Problem details:
If a line in the records below contains the word "black", copy it.

── Given entries

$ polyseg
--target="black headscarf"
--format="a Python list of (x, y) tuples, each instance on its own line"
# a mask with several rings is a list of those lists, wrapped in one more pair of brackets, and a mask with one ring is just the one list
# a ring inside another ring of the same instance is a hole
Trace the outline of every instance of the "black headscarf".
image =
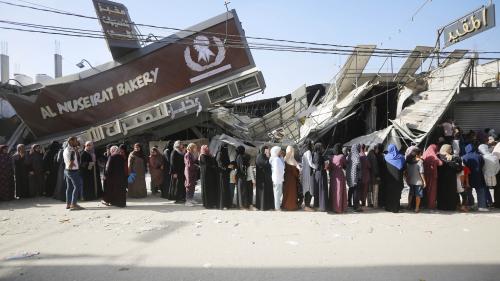
[(316, 165), (316, 170), (322, 171), (324, 167), (323, 162), (323, 144), (318, 142), (314, 145), (314, 153), (312, 155), (312, 161)]
[(120, 144), (120, 146), (118, 148), (121, 149), (121, 150), (123, 150), (123, 151), (125, 151), (125, 154), (128, 153), (128, 151), (127, 151), (127, 145), (126, 144), (122, 143), (122, 144)]
[(314, 152), (323, 153), (323, 144), (318, 142), (314, 145)]
[(267, 145), (263, 145), (259, 149), (259, 154), (257, 155), (257, 158), (255, 159), (255, 165), (257, 167), (264, 167), (269, 165), (269, 158), (266, 155), (266, 149), (269, 147)]
[(169, 140), (167, 141), (167, 144), (165, 145), (165, 150), (172, 151), (174, 150), (174, 142)]
[(236, 153), (238, 154), (245, 154), (245, 147), (243, 145), (240, 145), (236, 148)]
[(227, 143), (223, 142), (220, 145), (219, 151), (217, 151), (217, 155), (215, 156), (215, 159), (217, 160), (217, 164), (219, 165), (219, 168), (227, 169), (227, 167), (230, 164)]
[(342, 144), (336, 143), (333, 146), (333, 155), (339, 155), (339, 154), (342, 154)]

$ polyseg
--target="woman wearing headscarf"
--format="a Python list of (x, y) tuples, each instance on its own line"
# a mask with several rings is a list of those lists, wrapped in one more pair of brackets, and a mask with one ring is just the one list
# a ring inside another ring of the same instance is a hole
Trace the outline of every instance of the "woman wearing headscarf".
[(161, 198), (173, 200), (170, 196), (170, 156), (174, 151), (174, 142), (169, 140), (163, 150), (163, 183), (161, 185)]
[(57, 181), (54, 189), (54, 198), (66, 202), (66, 179), (64, 178), (64, 150), (68, 147), (68, 142), (65, 141), (55, 157), (55, 165), (57, 166)]
[(43, 170), (43, 153), (39, 144), (31, 146), (28, 163), (30, 197), (40, 196), (45, 190), (45, 173)]
[(486, 198), (488, 198), (488, 194), (491, 197), (490, 188), (493, 189), (497, 186), (497, 174), (500, 172), (500, 163), (498, 158), (494, 154), (490, 153), (487, 144), (479, 145), (478, 151), (484, 159), (483, 175), (486, 183)]
[(227, 143), (223, 142), (220, 145), (215, 160), (219, 175), (217, 181), (217, 206), (219, 209), (231, 208), (233, 206), (234, 189), (231, 190), (229, 186), (229, 174), (233, 169), (233, 165), (229, 160)]
[(198, 181), (199, 166), (196, 159), (198, 147), (194, 143), (187, 146), (184, 154), (184, 187), (186, 188), (186, 206), (194, 206), (194, 189)]
[(170, 155), (170, 191), (169, 196), (176, 204), (186, 202), (186, 188), (184, 187), (184, 146), (180, 141), (174, 143), (174, 151)]
[(356, 143), (351, 147), (351, 154), (347, 160), (346, 178), (349, 189), (352, 190), (353, 207), (355, 212), (361, 212), (359, 201), (362, 192), (362, 171), (360, 159), (361, 145)]
[(453, 148), (449, 144), (441, 146), (439, 159), (443, 165), (438, 167), (437, 208), (454, 211), (460, 202), (457, 193), (457, 173), (462, 171), (462, 161), (453, 156)]
[(385, 178), (387, 177), (387, 167), (385, 164), (384, 145), (379, 143), (377, 144), (377, 148), (378, 153), (376, 156), (380, 178), (378, 185), (378, 207), (385, 208)]
[(255, 207), (261, 211), (274, 209), (272, 168), (269, 163), (269, 147), (263, 145), (255, 159)]
[(107, 206), (125, 207), (127, 205), (127, 174), (123, 170), (125, 159), (118, 146), (112, 146), (104, 169), (103, 203)]
[(372, 144), (368, 150), (368, 161), (370, 162), (370, 187), (368, 188), (368, 206), (378, 208), (378, 193), (380, 184), (380, 171), (377, 156), (379, 147)]
[[(492, 154), (494, 156), (496, 156), (500, 162), (500, 142), (495, 145), (495, 147), (493, 148)], [(493, 196), (494, 196), (493, 199), (495, 200), (493, 206), (495, 208), (500, 208), (500, 172), (497, 173), (496, 177), (497, 177), (497, 185), (495, 186), (494, 192), (493, 192)]]
[(273, 181), (274, 210), (281, 210), (281, 197), (283, 195), (283, 182), (285, 181), (285, 161), (280, 157), (281, 147), (271, 148), (271, 179)]
[(57, 141), (53, 141), (43, 156), (43, 169), (47, 175), (45, 178), (44, 194), (47, 197), (52, 197), (52, 195), (54, 195), (54, 189), (57, 184), (59, 166), (57, 165), (56, 157), (60, 148), (61, 145)]
[[(477, 204), (480, 209), (487, 210), (485, 185), (483, 176), (484, 159), (474, 148), (473, 144), (468, 144), (465, 147), (465, 155), (462, 156), (462, 162), (469, 170), (469, 186), (476, 190)], [(468, 201), (474, 201), (472, 197), (472, 189), (466, 190)], [(471, 203), (471, 202), (468, 202)], [(470, 205), (470, 204), (469, 204)]]
[(347, 210), (347, 190), (344, 170), (347, 160), (342, 154), (342, 144), (333, 146), (333, 155), (330, 157), (330, 202), (332, 211), (341, 214)]
[(0, 145), (0, 201), (14, 199), (14, 171), (9, 147)]
[[(219, 196), (218, 196), (218, 173), (217, 173), (217, 161), (215, 157), (212, 156), (208, 145), (202, 145), (200, 149), (200, 184), (201, 184), (201, 199), (203, 202), (203, 207), (207, 209), (213, 209), (219, 207), (223, 209), (224, 204), (219, 206)], [(224, 200), (222, 200), (224, 203)]]
[(144, 198), (146, 190), (147, 160), (140, 143), (134, 144), (134, 151), (128, 157), (129, 175), (133, 180), (128, 182), (128, 196), (131, 198)]
[[(316, 165), (312, 161), (312, 151), (314, 143), (311, 140), (305, 142), (305, 152), (302, 155), (302, 192), (304, 193), (304, 210), (313, 211), (311, 208), (311, 199), (314, 193), (314, 170)], [(314, 198), (314, 200), (318, 200)]]
[(318, 142), (314, 145), (313, 164), (316, 166), (314, 170), (314, 191), (316, 192), (314, 204), (321, 212), (328, 210), (328, 175), (323, 157), (324, 152), (325, 148), (322, 143)]
[(424, 160), (425, 177), (425, 201), (427, 208), (436, 209), (437, 190), (438, 190), (438, 167), (443, 165), (443, 161), (438, 157), (437, 145), (431, 144), (422, 155)]
[(300, 186), (299, 163), (295, 160), (295, 149), (292, 146), (286, 148), (285, 174), (283, 182), (283, 202), (281, 207), (286, 211), (298, 209), (298, 191)]
[(250, 155), (245, 153), (245, 147), (241, 145), (236, 148), (236, 153), (238, 205), (243, 209), (250, 209), (253, 201)]
[(151, 174), (151, 193), (156, 194), (161, 190), (163, 184), (163, 169), (164, 169), (163, 155), (158, 148), (151, 148), (148, 165), (149, 173)]
[(102, 196), (101, 171), (97, 165), (94, 144), (85, 142), (85, 148), (80, 155), (80, 175), (83, 180), (83, 200), (95, 200)]
[(361, 144), (361, 149), (359, 151), (359, 160), (361, 162), (361, 206), (366, 206), (366, 201), (368, 199), (368, 189), (370, 188), (371, 180), (371, 166), (370, 161), (368, 161), (368, 156), (366, 155), (366, 146)]
[(405, 157), (399, 153), (394, 144), (389, 144), (386, 162), (386, 184), (385, 184), (385, 210), (398, 213), (401, 201), (401, 191), (404, 188), (403, 171), (405, 169)]
[(24, 144), (17, 145), (17, 152), (12, 157), (16, 178), (16, 196), (18, 198), (30, 197), (29, 192), (29, 159), (26, 157)]

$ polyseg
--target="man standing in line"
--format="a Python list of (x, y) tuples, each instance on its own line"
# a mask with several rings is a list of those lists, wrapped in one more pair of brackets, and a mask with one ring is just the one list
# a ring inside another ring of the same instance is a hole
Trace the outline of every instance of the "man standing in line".
[(71, 211), (84, 209), (77, 204), (82, 193), (83, 182), (80, 176), (80, 154), (78, 153), (78, 140), (76, 137), (68, 139), (68, 146), (63, 152), (64, 178), (66, 179), (66, 209)]

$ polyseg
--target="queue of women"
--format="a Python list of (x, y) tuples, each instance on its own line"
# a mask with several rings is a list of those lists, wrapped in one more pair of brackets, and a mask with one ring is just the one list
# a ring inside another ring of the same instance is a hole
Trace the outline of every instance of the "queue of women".
[[(45, 154), (39, 145), (29, 152), (19, 145), (13, 156), (0, 146), (0, 199), (45, 195), (67, 200), (68, 209), (82, 209), (75, 198), (69, 200), (76, 190), (80, 200), (102, 198), (104, 205), (125, 207), (127, 196), (146, 197), (149, 172), (153, 194), (186, 206), (197, 204), (194, 193), (200, 181), (205, 208), (399, 212), (405, 183), (410, 187), (408, 208), (415, 212), (500, 207), (500, 143), (475, 132), (462, 135), (457, 130), (453, 139), (440, 138), (423, 151), (410, 146), (405, 153), (394, 144), (386, 149), (381, 144), (335, 144), (328, 151), (311, 141), (301, 148), (264, 145), (255, 160), (243, 146), (230, 159), (225, 143), (213, 154), (206, 145), (198, 149), (194, 143), (169, 141), (163, 151), (151, 148), (149, 156), (139, 143), (131, 153), (125, 145), (108, 145), (101, 156), (91, 142), (83, 148), (77, 142), (71, 146), (79, 155), (67, 154), (71, 159), (63, 157), (68, 144), (53, 143)], [(78, 161), (81, 190), (76, 185), (69, 192), (74, 179), (64, 171), (74, 165), (65, 161)], [(490, 189), (495, 190), (494, 200)]]

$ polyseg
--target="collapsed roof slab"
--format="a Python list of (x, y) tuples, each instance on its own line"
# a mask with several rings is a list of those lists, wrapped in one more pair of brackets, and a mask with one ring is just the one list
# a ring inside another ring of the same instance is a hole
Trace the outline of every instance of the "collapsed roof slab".
[(349, 94), (358, 84), (363, 70), (365, 69), (376, 45), (358, 45), (354, 48), (331, 87), (336, 87), (338, 99)]
[(451, 64), (454, 64), (461, 60), (468, 52), (468, 50), (455, 49), (446, 57), (446, 59), (444, 59), (443, 63), (441, 63), (439, 66), (447, 67)]
[(398, 118), (391, 120), (395, 129), (414, 143), (420, 143), (458, 93), (471, 65), (472, 60), (461, 60), (433, 70), (428, 76), (427, 91), (417, 94), (420, 100), (404, 108)]
[[(288, 137), (297, 140), (299, 130), (298, 125), (294, 123), (298, 122), (297, 116), (308, 108), (306, 85), (302, 85), (292, 93), (292, 100), (250, 124), (248, 131), (253, 138), (265, 139), (271, 131), (284, 127)], [(287, 128), (289, 126), (292, 128)]]
[(318, 105), (316, 110), (305, 120), (304, 125), (300, 127), (300, 140), (304, 140), (311, 134), (320, 136), (338, 122), (344, 120), (347, 114), (372, 87), (372, 83), (365, 82), (363, 85), (349, 92), (339, 102), (337, 100), (330, 100)]
[(384, 143), (385, 140), (387, 139), (387, 136), (391, 132), (392, 128), (393, 128), (393, 126), (390, 125), (389, 127), (385, 128), (385, 129), (375, 131), (375, 132), (368, 134), (368, 135), (354, 138), (354, 139), (350, 140), (349, 142), (345, 143), (344, 146), (351, 147), (354, 144), (364, 144), (367, 146), (371, 146), (371, 145), (375, 145), (375, 144), (379, 144), (379, 143)]
[(399, 69), (398, 74), (394, 77), (394, 81), (405, 83), (412, 78), (418, 68), (422, 66), (424, 61), (429, 58), (434, 47), (417, 46), (410, 53), (405, 63)]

────

Solution for this task:
--target="black headscarf"
Trace the outline of every instance of the "black headscarf".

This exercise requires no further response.